Records from a data collection:
# # # #

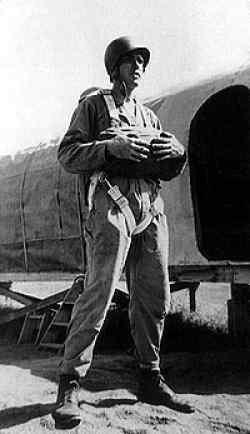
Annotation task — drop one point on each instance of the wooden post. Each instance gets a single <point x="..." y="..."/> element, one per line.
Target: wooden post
<point x="192" y="293"/>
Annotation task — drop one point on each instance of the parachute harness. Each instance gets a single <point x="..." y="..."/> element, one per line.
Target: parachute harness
<point x="113" y="190"/>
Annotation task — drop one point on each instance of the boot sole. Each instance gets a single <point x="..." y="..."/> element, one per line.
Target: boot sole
<point x="66" y="422"/>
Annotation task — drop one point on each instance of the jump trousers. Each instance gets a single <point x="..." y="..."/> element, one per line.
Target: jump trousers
<point x="109" y="250"/>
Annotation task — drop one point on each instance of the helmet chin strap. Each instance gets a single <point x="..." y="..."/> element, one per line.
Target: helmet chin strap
<point x="123" y="89"/>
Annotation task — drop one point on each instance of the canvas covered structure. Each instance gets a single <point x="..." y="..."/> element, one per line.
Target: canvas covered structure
<point x="42" y="212"/>
<point x="40" y="217"/>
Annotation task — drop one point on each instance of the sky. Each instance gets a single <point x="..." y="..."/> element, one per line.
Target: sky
<point x="52" y="50"/>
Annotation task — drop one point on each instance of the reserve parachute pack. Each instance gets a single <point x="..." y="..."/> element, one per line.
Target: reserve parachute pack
<point x="165" y="170"/>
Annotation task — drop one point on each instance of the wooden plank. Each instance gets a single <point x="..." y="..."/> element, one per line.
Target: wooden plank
<point x="39" y="277"/>
<point x="18" y="296"/>
<point x="46" y="302"/>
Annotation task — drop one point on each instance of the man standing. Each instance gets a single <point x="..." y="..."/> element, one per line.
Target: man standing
<point x="125" y="228"/>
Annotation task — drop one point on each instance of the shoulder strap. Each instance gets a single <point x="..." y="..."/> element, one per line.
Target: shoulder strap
<point x="110" y="104"/>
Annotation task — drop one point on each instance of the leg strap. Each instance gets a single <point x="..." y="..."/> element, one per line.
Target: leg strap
<point x="123" y="203"/>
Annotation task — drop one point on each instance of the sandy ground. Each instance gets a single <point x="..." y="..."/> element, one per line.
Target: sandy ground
<point x="218" y="384"/>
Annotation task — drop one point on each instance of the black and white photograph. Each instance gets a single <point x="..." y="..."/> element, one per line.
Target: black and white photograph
<point x="125" y="217"/>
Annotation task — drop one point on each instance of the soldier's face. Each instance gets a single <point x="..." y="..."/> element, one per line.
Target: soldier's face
<point x="131" y="69"/>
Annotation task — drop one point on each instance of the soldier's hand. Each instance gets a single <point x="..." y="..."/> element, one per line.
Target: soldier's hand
<point x="129" y="148"/>
<point x="167" y="146"/>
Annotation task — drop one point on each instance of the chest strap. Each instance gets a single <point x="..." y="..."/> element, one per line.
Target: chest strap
<point x="123" y="204"/>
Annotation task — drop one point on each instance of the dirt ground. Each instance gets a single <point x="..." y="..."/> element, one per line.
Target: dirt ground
<point x="218" y="384"/>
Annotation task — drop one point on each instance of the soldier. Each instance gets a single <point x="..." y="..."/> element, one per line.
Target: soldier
<point x="126" y="226"/>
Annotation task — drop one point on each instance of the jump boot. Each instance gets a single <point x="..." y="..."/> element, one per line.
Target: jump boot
<point x="67" y="414"/>
<point x="153" y="389"/>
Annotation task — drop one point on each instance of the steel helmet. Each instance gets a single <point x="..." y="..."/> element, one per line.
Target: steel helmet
<point x="120" y="47"/>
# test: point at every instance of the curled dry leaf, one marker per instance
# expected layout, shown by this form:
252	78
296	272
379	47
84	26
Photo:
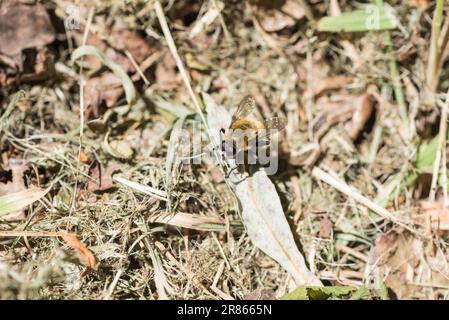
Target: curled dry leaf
262	213
85	255
363	110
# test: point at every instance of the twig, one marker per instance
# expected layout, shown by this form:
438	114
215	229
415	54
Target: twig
433	71
397	87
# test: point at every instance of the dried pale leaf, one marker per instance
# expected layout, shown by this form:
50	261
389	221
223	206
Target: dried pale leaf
24	26
192	221
207	19
162	195
173	149
105	88
118	148
262	211
19	200
276	15
167	76
85	255
439	214
128	86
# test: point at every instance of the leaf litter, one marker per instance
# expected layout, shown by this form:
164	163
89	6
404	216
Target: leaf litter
161	228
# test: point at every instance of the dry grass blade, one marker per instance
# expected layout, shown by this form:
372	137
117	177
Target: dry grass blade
19	200
192	221
142	188
347	190
128	86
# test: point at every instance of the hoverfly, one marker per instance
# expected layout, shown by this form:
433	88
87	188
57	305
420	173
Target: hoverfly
248	129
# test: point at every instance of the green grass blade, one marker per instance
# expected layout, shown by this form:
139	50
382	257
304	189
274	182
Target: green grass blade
371	19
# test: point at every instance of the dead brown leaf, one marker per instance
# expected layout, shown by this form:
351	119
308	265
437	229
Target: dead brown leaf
17	168
101	177
85	255
276	15
326	228
364	108
421	4
260	294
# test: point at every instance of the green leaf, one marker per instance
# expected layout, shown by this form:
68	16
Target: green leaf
128	86
19	200
319	293
372	18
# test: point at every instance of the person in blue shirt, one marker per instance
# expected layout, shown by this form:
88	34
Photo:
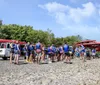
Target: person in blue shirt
61	51
17	52
38	47
66	51
93	53
31	48
50	53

# # # #

» **TASK TO COMPLETE**: Look above for the line with "Target: leaf litter" and the line with "# test: point at every instance of the dead", and reproduce exactly those two lines plus every line between, nothing more.

» **RESPONSE TO THIS TASK**:
Target: leaf litter
161	228
# test: point at every instance of the dry grass blade, one marker per instance
# expected layout, shown by this form:
372	137
117	177
Target: dry grass blade
19	200
192	221
142	188
347	190
128	86
# test: point at every instance of the hoverfly, one marker per instance
# expected layout, shown by this form:
433	88
87	188
57	305
420	173
Target: hoverfly
248	129
# test: point at every instance of the green grass blade, one marker per instance
# expected layout, shown by this form:
139	50
382	257
304	189
274	182
Target: green grass blade
371	19
# test: point at every instance of the dead brown leaf, one marker per instance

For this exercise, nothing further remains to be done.